• [WHAT THE TASK ASKS]: Could you transcribe each of the rows below word for word, without changing anything?

• [SOURCE MATERIAL]:
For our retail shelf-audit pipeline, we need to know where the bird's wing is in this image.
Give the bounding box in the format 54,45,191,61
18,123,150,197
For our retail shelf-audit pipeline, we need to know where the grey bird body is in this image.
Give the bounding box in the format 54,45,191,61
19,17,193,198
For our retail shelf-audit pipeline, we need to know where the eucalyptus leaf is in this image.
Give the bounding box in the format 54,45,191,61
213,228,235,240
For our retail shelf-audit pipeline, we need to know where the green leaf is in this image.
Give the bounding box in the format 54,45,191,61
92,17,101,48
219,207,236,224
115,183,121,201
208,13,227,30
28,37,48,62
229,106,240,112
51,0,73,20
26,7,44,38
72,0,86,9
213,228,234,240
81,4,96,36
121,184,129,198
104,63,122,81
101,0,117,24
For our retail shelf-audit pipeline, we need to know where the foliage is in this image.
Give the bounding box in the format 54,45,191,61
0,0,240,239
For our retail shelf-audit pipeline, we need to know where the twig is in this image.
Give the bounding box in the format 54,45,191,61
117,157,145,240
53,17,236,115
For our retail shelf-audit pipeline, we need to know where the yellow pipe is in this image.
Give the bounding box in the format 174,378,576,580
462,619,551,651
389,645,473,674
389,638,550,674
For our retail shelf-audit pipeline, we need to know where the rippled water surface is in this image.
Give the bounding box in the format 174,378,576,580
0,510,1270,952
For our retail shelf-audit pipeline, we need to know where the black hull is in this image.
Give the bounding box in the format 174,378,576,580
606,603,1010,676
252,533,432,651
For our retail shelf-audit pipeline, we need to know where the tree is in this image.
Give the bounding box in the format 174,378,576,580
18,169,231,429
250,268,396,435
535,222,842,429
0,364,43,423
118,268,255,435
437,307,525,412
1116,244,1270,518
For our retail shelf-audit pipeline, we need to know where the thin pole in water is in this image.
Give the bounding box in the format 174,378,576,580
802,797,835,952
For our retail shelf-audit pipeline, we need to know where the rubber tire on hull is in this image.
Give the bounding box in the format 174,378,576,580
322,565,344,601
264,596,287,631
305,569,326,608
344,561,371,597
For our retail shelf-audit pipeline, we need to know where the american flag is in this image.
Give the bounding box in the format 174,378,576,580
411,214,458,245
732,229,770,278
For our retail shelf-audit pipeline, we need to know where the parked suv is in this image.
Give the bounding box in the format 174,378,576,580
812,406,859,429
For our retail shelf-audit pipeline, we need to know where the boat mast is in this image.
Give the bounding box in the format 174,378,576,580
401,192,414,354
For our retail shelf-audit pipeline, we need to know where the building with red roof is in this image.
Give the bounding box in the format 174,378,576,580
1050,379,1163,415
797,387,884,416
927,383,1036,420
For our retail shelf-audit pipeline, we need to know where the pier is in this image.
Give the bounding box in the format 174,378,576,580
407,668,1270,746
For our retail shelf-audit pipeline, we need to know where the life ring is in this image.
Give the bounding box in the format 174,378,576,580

• [FINISHED ANSWER]:
For our retail shelf-audit pipeline, we need to know where the bird's wing is in this image.
Give the bounding box in the format 54,45,191,61
18,123,150,197
For our retail shelf-audit pipeline, we need to know where the grey bird body is in this image.
Give the bounding box in the format 54,45,191,61
19,17,193,198
For our retail shelf-audit pipeline, we need to know where the eucalyptus leaf is in this image.
Give the bounding box in the format 54,45,191,61
213,228,235,240
For our retail shelf-audit pipeline, we need to know where the green leaf is in this image.
Give the bounding box in the format 54,45,191,61
92,17,101,48
219,207,236,224
115,183,121,201
208,13,227,30
28,37,48,62
229,106,240,112
51,0,73,20
26,7,44,38
72,0,86,9
213,228,234,240
81,4,96,36
121,184,129,198
104,63,122,81
101,0,117,24
For our retail shelf-audit pipeline, we need to know where the foliage is in this image.
Give the bounding box in the format 54,45,191,61
0,0,240,239
For our retail shelf-audit pipeline, we need to know where the twig is in this image.
Give the bounding box in the format 54,45,191,61
117,157,145,240
53,17,236,115
For our retail shelf-audit pipeline, we need to know where the yellow pipe is in this image.
Give the bounding box in the format 174,378,576,580
462,619,551,651
389,645,473,674
389,638,550,674
For our retail shelf-audit pipeline, we need to know where the rippled water surface is in this image.
Give the bounding box in the format 174,378,576,580
0,510,1270,952
For our retail shelf-audit pipeline, we need to know where the black hull is in this image.
Give the bounding box in the format 174,378,576,580
606,603,1010,676
252,533,432,651
For our retail shelf-audit pipeline, we need to know where the tree is in this image.
Give the bounding box in the format 174,378,576,580
18,169,231,429
250,268,396,435
535,222,842,429
0,364,43,423
118,268,255,435
437,307,525,412
1116,244,1270,518
For our retail shelf-audit pipeline, we need to know where the thin pole in water is in this image.
Give the bounding box in the format 174,378,576,580
802,797,835,952
For our retail shelf-audit pipeline, we need to know where the rubber tire on hull is in this image.
Give the bounding box in the format 174,378,576,580
322,565,344,601
264,596,287,631
305,569,326,608
344,561,371,597
For our retail shelf-audit pipeline, we need to know where the american flag is in this image.
Give the bounding box in the format 174,378,576,580
411,214,458,245
732,229,770,278
For our retail shelf-audit pipeline, we need to know where the parked suv is in this image.
Give the bounding box in the format 174,378,576,580
812,406,859,429
For our retail shelf-audit pipeline, we need to know where the boat mast is in this image.
Give the bounding box in the format 174,378,576,580
401,192,414,354
For our retail shelf-audit pipeline, we need to know where the building with red roof is in this image.
Give the bounding box in the format 174,378,576,580
1050,379,1163,415
797,387,884,416
927,383,1036,420
For our retail shelf-audit pipeline, we need to know where the pier is in this image.
Give the bounding box in the format 174,378,576,580
407,668,1270,746
For our retail shelf-audit pipeline, we need to know where the life ring is in this image.
Give the bounding box in the format 174,378,576,580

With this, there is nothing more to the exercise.